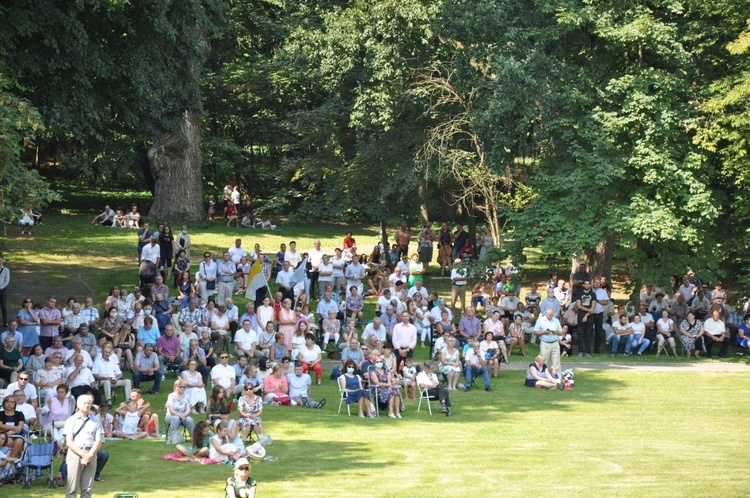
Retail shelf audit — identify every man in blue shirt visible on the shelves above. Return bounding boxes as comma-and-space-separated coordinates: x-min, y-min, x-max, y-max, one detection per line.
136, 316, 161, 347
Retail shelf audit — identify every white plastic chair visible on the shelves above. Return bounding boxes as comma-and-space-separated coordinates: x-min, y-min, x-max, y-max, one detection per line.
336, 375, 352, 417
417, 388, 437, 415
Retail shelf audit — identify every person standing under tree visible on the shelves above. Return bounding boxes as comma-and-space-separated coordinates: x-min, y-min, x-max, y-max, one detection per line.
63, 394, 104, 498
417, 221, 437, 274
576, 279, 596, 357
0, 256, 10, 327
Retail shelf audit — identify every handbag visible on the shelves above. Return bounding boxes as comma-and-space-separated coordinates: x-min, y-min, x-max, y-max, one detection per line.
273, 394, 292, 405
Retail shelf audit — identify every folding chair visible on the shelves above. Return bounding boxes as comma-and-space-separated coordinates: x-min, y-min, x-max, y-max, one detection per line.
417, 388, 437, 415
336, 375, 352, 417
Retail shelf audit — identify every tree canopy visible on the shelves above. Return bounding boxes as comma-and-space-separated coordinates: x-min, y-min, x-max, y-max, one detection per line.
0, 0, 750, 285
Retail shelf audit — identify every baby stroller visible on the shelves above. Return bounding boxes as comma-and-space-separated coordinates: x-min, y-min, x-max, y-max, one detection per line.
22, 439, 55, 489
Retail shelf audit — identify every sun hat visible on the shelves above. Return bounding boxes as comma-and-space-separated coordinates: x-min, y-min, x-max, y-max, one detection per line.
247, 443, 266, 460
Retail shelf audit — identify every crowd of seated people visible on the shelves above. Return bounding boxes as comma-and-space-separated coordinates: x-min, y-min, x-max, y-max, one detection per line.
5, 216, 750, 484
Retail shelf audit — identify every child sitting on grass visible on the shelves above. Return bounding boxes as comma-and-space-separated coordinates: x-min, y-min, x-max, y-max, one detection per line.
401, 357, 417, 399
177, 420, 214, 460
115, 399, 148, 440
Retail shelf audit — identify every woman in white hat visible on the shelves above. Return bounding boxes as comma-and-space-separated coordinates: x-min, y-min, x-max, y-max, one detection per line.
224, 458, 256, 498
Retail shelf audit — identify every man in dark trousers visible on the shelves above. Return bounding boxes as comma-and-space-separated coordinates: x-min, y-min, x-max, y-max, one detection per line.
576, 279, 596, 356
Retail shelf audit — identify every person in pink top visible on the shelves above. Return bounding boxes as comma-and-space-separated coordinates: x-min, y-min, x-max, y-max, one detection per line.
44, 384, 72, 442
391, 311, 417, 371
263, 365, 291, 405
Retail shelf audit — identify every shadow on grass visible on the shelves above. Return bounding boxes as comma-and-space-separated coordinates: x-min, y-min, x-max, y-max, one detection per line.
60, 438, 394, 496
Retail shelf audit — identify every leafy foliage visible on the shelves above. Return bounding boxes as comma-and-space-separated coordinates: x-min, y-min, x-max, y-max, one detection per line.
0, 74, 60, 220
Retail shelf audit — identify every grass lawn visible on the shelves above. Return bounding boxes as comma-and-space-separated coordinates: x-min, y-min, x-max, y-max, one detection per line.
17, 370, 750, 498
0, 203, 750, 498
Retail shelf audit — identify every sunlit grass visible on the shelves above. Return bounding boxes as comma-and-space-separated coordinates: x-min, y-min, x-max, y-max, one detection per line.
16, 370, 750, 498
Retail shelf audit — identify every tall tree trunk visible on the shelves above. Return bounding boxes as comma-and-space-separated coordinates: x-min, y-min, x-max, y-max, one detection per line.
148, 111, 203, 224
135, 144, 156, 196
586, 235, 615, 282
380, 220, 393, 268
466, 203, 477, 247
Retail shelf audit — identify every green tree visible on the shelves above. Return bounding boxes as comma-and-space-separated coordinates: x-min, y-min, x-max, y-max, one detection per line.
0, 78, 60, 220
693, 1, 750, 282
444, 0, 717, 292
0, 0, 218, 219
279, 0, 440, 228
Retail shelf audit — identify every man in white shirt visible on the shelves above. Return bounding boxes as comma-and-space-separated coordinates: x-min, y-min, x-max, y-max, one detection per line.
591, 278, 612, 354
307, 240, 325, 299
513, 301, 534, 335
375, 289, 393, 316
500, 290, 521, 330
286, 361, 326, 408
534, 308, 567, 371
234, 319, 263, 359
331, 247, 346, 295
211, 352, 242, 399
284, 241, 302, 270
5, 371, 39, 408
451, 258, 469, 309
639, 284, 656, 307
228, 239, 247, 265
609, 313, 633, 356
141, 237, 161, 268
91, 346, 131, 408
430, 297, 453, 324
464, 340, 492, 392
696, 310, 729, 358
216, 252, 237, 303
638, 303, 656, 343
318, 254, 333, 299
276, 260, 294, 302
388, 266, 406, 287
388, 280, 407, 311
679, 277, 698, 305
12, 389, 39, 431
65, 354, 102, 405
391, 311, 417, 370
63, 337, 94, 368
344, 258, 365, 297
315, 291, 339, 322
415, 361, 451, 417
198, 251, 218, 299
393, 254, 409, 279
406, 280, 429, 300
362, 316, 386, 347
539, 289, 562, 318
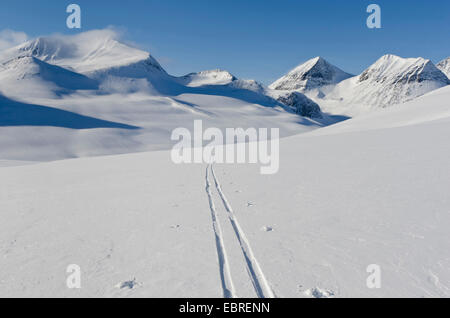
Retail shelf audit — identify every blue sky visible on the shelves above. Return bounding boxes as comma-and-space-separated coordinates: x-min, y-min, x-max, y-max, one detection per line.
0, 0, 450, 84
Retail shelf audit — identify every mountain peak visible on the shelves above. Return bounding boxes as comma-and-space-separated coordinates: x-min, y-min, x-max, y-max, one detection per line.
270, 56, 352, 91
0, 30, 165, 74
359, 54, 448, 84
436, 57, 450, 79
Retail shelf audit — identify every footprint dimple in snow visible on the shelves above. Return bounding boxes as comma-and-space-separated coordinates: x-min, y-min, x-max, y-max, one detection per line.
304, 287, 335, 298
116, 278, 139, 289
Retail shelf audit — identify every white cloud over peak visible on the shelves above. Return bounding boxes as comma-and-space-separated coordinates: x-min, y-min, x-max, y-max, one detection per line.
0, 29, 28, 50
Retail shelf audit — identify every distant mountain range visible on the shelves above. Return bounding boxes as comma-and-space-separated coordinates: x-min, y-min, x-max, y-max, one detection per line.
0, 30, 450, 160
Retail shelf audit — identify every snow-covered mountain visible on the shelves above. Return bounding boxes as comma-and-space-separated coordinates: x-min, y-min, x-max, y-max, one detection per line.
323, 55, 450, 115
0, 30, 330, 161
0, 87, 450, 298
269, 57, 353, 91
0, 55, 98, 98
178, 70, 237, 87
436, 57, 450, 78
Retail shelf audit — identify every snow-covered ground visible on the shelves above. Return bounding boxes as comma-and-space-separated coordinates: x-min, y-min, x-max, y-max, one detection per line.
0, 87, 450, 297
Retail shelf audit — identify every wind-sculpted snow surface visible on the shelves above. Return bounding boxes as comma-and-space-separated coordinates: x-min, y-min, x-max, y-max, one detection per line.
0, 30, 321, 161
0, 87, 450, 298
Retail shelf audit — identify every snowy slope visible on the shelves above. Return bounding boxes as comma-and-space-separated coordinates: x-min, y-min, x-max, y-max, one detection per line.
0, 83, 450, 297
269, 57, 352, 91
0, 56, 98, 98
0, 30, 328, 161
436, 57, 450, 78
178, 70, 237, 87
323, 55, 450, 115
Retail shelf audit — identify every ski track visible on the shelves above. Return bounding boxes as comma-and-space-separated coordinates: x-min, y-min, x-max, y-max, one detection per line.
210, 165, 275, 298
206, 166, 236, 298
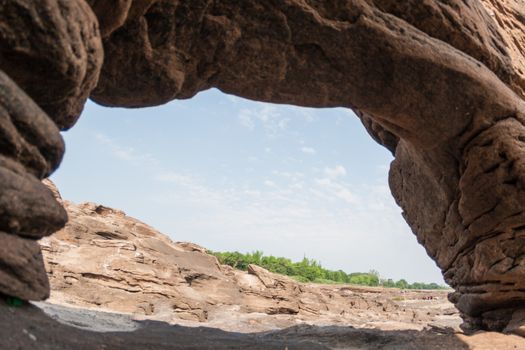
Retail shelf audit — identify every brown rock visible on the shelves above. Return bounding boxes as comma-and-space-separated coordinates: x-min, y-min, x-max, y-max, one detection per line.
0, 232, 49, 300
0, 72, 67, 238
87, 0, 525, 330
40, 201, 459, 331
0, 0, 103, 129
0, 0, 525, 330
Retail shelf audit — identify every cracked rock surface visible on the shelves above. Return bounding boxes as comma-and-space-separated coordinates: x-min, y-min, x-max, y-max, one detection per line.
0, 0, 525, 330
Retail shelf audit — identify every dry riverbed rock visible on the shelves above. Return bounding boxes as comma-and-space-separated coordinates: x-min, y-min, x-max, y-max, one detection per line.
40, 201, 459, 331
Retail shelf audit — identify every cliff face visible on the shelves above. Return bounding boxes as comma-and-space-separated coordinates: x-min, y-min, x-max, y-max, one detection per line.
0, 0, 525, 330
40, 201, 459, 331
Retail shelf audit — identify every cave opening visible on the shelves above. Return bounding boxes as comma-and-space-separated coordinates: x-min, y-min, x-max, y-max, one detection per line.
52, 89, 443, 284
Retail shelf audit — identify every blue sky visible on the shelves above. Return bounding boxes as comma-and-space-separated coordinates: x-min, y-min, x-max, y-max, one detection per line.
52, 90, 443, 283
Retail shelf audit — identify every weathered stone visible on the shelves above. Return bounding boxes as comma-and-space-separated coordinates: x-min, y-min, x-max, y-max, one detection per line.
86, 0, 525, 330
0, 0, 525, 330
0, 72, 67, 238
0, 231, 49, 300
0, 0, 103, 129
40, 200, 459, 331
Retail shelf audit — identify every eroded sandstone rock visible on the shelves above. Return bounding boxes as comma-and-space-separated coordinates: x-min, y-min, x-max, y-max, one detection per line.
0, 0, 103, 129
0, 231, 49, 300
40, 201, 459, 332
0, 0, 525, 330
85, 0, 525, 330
--------------------------------------------------
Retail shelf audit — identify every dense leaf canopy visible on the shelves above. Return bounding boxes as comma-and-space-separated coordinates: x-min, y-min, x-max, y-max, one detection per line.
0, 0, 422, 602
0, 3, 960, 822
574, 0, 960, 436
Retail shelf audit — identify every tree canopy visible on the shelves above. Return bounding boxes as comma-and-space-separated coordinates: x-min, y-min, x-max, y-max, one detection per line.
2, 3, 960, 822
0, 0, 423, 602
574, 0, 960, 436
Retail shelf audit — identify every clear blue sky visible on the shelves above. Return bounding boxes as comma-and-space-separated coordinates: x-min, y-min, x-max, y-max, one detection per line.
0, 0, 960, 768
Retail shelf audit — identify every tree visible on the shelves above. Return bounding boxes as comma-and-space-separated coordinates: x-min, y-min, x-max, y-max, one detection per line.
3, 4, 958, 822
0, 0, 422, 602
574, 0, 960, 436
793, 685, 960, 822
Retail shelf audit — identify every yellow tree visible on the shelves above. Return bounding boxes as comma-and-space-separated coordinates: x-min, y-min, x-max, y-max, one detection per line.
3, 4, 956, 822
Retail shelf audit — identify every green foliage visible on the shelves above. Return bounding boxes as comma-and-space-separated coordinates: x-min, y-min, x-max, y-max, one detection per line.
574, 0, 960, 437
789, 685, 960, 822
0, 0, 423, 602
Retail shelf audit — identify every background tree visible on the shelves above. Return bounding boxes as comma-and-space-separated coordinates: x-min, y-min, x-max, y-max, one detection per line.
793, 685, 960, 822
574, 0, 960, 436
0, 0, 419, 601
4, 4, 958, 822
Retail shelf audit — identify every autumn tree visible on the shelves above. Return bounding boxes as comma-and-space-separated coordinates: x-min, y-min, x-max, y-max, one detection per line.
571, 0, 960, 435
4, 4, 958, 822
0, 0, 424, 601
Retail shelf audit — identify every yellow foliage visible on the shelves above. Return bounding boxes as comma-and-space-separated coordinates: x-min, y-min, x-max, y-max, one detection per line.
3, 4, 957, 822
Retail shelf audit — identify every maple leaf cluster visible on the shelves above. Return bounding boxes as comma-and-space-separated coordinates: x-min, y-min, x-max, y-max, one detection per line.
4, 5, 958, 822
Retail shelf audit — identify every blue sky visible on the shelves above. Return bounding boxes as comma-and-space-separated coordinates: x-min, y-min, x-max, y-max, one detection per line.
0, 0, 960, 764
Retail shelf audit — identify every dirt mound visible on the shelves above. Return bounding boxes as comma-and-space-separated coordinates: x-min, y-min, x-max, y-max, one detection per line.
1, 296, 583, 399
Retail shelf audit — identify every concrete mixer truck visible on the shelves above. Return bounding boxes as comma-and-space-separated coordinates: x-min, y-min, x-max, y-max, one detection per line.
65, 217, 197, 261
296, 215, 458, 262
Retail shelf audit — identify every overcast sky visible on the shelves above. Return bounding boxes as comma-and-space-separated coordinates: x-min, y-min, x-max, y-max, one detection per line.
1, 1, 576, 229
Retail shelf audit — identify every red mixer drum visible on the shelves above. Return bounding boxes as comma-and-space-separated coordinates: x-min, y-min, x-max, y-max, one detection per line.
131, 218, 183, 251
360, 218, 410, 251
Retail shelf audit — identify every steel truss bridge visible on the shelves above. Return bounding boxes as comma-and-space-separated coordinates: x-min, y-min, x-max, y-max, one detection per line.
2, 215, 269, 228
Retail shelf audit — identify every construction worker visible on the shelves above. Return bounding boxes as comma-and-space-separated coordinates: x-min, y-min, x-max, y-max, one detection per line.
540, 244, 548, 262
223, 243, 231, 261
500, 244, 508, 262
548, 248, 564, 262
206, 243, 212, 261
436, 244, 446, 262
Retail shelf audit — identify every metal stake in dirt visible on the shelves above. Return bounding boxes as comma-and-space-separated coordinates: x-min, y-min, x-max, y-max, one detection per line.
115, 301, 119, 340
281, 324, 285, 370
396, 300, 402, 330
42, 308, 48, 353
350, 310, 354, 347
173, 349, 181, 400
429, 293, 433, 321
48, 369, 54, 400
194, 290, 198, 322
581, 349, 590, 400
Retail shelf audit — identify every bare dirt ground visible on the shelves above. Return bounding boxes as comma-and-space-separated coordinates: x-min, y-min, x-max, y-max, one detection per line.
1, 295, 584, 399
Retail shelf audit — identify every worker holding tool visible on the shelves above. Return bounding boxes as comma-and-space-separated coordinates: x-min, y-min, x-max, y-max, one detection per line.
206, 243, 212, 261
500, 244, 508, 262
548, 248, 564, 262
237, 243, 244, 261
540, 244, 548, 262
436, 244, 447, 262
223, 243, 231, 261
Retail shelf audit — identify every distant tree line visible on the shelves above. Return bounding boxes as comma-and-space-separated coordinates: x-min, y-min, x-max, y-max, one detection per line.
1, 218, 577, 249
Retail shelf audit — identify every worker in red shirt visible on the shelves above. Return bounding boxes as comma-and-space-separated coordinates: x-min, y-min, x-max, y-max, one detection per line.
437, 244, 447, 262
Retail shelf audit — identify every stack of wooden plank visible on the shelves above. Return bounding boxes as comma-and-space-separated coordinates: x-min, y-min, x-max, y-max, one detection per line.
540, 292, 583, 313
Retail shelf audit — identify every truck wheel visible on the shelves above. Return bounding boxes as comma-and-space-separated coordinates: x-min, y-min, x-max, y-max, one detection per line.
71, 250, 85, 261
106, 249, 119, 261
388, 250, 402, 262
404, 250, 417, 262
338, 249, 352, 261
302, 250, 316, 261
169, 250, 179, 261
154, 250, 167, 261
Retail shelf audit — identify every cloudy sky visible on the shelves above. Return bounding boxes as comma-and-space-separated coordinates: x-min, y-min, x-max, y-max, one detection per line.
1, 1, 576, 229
--------------------------------------------------
■ Requirements:
Convert everything in the records from the line containing "Retail shelf audit — identify every grass" down to the line containing "0, 203, 750, 498", both of those lines included, into a JSON list of strings with one string per line and blank lines omitted.

■ The response:
[
  "Retail shelf audit — identify every grass lawn visible on the shelves above. Return bounding boxes as comma-and-space-separated coordinates: x-min, y-min, x-max, y-max, one detection per line.",
  "17, 370, 750, 498",
  "0, 203, 750, 498"
]